» Stored data:

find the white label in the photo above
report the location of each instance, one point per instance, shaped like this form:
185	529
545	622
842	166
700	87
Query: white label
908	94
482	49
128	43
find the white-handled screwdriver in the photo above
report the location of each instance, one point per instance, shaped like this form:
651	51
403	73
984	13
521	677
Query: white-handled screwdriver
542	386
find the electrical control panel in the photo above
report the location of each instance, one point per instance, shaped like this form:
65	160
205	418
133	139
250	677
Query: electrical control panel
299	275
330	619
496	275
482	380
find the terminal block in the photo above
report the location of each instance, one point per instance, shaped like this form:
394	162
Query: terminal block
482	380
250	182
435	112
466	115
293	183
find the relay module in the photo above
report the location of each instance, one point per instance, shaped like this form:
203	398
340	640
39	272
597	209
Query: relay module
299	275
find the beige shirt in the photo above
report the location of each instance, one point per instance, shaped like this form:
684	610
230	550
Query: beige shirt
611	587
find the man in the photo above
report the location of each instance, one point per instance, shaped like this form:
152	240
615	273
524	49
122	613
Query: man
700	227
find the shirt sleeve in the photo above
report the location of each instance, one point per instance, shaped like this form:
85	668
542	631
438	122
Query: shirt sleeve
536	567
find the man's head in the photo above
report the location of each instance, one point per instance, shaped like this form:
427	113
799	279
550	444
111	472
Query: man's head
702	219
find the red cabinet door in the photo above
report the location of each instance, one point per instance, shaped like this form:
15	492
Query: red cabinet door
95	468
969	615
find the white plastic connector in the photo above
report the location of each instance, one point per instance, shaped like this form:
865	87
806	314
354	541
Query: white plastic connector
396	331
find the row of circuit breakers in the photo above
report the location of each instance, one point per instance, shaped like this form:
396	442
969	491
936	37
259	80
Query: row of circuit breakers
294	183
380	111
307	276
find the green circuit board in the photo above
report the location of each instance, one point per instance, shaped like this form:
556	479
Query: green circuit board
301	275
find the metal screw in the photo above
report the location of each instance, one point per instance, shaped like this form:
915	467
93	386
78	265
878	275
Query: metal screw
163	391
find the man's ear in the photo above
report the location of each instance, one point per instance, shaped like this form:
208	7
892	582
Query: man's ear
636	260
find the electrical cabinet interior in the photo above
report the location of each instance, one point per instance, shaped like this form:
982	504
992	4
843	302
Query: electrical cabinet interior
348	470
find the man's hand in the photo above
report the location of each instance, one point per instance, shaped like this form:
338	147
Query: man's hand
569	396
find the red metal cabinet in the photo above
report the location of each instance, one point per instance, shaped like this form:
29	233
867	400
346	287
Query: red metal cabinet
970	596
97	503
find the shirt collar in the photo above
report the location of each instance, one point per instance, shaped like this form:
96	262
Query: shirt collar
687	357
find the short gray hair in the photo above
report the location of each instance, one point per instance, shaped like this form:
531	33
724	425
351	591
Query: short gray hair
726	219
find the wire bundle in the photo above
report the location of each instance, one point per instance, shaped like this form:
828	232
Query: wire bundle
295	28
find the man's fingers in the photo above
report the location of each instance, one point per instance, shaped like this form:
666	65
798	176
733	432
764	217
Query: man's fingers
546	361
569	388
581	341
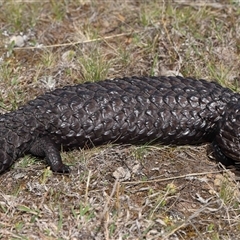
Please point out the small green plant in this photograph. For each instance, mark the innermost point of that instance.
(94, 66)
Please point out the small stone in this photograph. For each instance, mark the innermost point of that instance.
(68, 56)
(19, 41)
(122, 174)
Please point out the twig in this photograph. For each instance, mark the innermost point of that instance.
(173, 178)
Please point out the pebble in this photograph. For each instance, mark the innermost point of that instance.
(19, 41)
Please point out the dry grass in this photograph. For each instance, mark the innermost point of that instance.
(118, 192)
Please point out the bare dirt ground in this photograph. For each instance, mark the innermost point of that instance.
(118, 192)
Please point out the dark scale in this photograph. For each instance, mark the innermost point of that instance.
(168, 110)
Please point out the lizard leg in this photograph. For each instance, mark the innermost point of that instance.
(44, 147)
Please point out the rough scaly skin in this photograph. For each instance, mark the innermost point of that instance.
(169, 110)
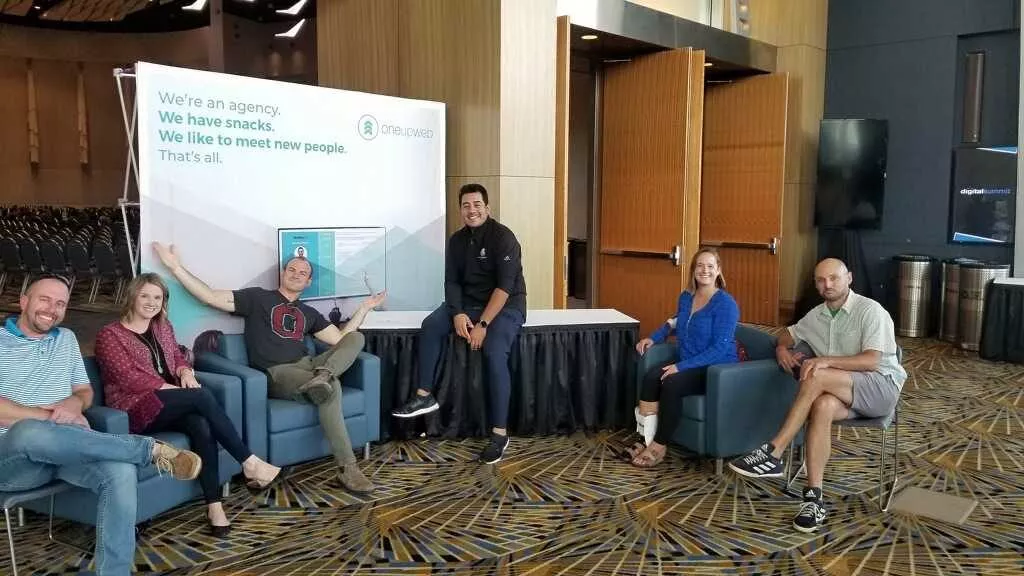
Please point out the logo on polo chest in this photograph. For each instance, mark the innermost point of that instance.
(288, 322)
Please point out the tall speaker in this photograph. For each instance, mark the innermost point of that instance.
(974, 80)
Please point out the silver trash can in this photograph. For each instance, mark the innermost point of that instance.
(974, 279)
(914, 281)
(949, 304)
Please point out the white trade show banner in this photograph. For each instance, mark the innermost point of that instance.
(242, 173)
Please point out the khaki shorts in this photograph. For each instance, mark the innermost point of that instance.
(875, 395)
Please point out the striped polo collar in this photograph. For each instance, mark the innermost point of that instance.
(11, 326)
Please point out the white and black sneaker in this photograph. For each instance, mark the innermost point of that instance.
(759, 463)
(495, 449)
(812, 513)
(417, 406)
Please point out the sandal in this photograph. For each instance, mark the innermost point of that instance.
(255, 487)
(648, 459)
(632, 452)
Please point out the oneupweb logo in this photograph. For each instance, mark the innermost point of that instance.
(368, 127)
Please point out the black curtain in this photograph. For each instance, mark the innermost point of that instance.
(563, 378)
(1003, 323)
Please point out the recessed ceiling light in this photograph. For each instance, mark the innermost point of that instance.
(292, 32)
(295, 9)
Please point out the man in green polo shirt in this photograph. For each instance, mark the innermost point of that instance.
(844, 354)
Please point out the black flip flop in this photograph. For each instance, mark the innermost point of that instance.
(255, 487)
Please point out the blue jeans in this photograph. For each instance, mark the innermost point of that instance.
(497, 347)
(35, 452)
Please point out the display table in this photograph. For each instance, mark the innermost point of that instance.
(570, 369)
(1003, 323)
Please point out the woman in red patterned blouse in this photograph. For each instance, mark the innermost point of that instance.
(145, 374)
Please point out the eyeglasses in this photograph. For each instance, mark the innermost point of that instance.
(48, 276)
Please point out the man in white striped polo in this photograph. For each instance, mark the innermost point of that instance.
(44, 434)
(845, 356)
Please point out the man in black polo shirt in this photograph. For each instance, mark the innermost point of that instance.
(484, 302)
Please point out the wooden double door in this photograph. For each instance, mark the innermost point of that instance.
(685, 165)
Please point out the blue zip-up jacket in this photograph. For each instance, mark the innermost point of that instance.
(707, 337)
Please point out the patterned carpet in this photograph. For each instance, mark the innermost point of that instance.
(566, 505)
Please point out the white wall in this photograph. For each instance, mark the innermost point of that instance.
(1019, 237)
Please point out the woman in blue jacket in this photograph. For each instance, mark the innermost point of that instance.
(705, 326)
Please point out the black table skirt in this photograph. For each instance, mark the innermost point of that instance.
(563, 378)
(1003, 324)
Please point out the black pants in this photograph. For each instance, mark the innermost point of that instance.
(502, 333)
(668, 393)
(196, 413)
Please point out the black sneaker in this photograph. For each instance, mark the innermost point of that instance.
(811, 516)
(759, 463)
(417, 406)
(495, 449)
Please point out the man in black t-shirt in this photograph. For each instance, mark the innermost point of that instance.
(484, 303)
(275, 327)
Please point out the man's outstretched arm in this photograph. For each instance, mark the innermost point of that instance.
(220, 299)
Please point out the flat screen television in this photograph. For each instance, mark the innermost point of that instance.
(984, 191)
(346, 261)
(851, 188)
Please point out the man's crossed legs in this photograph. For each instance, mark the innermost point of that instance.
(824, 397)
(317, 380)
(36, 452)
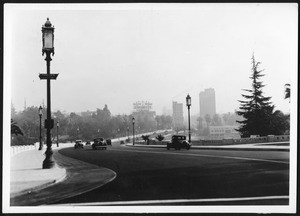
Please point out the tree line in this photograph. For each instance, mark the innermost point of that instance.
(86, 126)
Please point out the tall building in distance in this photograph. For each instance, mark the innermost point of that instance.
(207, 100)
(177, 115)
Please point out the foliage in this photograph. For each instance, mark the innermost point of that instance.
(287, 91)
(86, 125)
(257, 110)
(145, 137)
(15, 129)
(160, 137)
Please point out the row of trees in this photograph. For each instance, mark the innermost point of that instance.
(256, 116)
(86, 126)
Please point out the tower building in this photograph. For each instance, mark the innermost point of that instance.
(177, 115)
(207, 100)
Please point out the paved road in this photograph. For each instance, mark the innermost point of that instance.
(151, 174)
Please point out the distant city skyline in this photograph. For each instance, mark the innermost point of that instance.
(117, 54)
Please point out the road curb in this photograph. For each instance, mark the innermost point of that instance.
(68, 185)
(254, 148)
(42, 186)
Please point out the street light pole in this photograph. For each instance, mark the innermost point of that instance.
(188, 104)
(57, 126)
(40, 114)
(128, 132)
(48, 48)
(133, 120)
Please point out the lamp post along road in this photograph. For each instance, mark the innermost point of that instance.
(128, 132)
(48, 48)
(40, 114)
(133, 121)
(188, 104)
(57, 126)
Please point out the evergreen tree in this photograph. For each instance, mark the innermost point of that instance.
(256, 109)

» Task: Quote the line that contains "Please point out the tree" and each line after it through the end of the data, exactly, leaving out everything else.

» In response:
Please point out the tree line in this photograph. For each instance, mark the innermost point of that instance.
(86, 126)
Please point out the tall building in distance in this photograph. For each instance, mark the innermost point of that instance.
(207, 100)
(177, 115)
Please point out the foliage in this photograph. For each instance, mark the innermost point of that instance.
(287, 91)
(86, 125)
(257, 110)
(145, 137)
(15, 129)
(160, 137)
Please point out the row of trees in this photograph. For each instance, mark the innermost point of that instance.
(256, 116)
(86, 126)
Please point out the tower building in this photograph. For each instance, mark the innermost point of that instance.
(177, 115)
(207, 100)
Please point out the paved road in this photograph. For each instance, mark the innermost point of that instance.
(151, 174)
Please point out the distant city skyline in this photograph. For each instance, mark the innermost point of that instance.
(117, 54)
Please point out the road curb in this photograph. For each instance, mark the innermost point of that instance.
(68, 185)
(254, 148)
(42, 186)
Please point out the street light pole in this photograph. For each instance, mark the innermost point of that instance.
(188, 104)
(57, 126)
(40, 114)
(128, 132)
(48, 48)
(133, 120)
Please point out the lamp post along road in this photograph. For each instance, mark the innermost point of that instance.
(128, 132)
(48, 48)
(40, 114)
(133, 121)
(188, 104)
(57, 126)
Please point out the evergreen tree in this photograph. For each instance, mark the innermost point of that instance.
(256, 109)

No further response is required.